Text passage:
---
MIME-Version: 1.0
In-Reply-To: <CALZtONDZ-jPTOLfnoXsZ8mNPFXU_j8v+QQq6+DCAvRP3+3x_=w@mail.gmail.com>
References: <CAFLCcBqyhL=wfC4uJmpp9MkGExBuPJC4EqY2RHRngnEn_1ytSA@mail.gmail.com>
	<20140121050439.GA16664@bbox>
	<CAFLCcBr1_=i3Pdh8_MToS0Dc1UGruviMiydF5c-vX2Bv8AfeAw@mail.gmail.com>
	<20140121081820.GA31230@bbox>
	<CAFLCcBo90jDa562OxwACFVBmSAwVM06oGnx7ooq7YKAvNdqU=w@mail.gmail.com>
	<20140122080238.GD31230@bbox>
	<CAFLCcBqPeeJEqyO978VQmiP3coAHBhoC86jQ0rwFwD-dkGyjkw@mail.gmail.com>
	<CALZtONDZ-jPTOLfnoXsZ8mNPFXU_j8v+QQq6+DCAvRP3+3x_=w@mail.gmail.com>
Date: Thu, 23 Jan 2014 09:38:41 +0800
Message-ID: <CAFLCcBpgfeGO4t1kxxd3-a7AgoR_bho_8v=SXTvEzBf-opYvVQ@mail.gmail.com>
Subject: Re: [PATCH v2] mm/zswap: Check all pool pages instead of one pool pages
From: Cai Liu <liucai.lfn@gmail.com>
To: Dan Streetman <ddstreet@ieee.org>
Cc: Minchan Kim <minchan@kernel.org>,
        Seth Jennings <sjenning@linux.vnet.ibm.com>,
        Bob Liu <bob.liu@oracle.com>, Cai Liu <cai.liu@samsung.com>,
        Andrew Morton <akpm@linux-foundation.org>,
        Linux-MM <linux-mm@kvack.org>,
        Linux-Kernel <linux-kernel@vger.kernel.org>
Content-Type: text/plain; charset=ISO-8859-1
Sender: linux-kernel-owner@vger.kernel.org

Hello Dan

2014/1/22 Dan Streetman <ddstreet@ieee.org>:
> On Wed, Jan 22, 2014 at 7:16 AM, Cai Liu <liucai.lfn@gmail.com> wrote:
>> Hello Minchan
>>
>>
>> 2014/1/22 Minchan Kim <minchan@kernel.org>
>>>
>>> Hello Cai,
>>>
>>> On Tue, Jan 21, 2014 at 09:52:25PM +0800, Cai Liu wrote:
>>> > Hello Minchan
>>> >
>>> > 2014/1/21 Minchan Kim <minchan@kernel.org>:
>>> > > Hello,
>>> > >
>>> > > On Tue, Jan 21, 2014 at 02:35:07PM +0800, Cai Liu wrote:
>>> > >> 2014/1/21 Minchan Kim <minchan@kernel.org>:
>>> > >> > Please check your MUA and don't break thread.
---
Given material:
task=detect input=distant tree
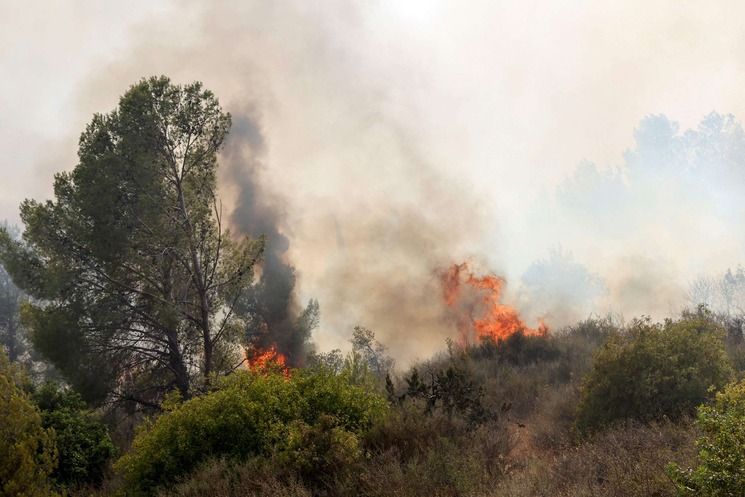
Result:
---
Objective 1: What date and time does the Date header of the zswap patch email give?
Objective 2: Please pick up the zswap patch email after its last line and carry it on.
The lines play no part in this work.

Exercise output 1: Thu, 23 Jan 2014 09:38:41 +0800

Exercise output 2:
>>> > >> >
>>> > >> > On Tue, Jan 21, 2014 at 11:07:42AM +0800, Cai Liu wrote:
>>> > >> >> Thanks for your review.
>>> > >> >>
>>> > >> >> 2014/1/21 Minchan Kim <minchan@kernel.org>:
>>> > >> >> > Hello Cai,
>>> > >> >> >
>>> > >> >> > On Mon, Jan 20, 2014 at 03:50:18PM +0800, Cai Liu wrote:
>>> > >> >> >> zswap can support multiple swapfiles. So we need to check
>>> > >> >> >> all zbud pool pages in zswap.
>>> > >> >> >>
>>> > >> >> >> Version 2:
>>> > >> >> >>   * add *total_zbud_pages* in zbud to record all the pages in pools
>>> > >> >> >>   * move the updating of pool pages statistics to
>>> > >> >> >>     alloc_zbud_page/free_zbud_page to hide the details
>>> > >> >> >>
>>> > >> >> >> Signed-off-by: Cai Liu <cai.liu@samsung.com>
>>> > >> >> >> ---
>>> > >> >> >>  include/linux/zbud.h |    2 +-
>>> > >> >> >>  mm/zbud.c            |   44 ++++++++++++++++++++++++++++++++------------
>>> > >> >> >>  mm/zswap.c           |    4 ++--
>>> > >> >> >>  3 files changed, 35 insertions(+), 15 deletions(-)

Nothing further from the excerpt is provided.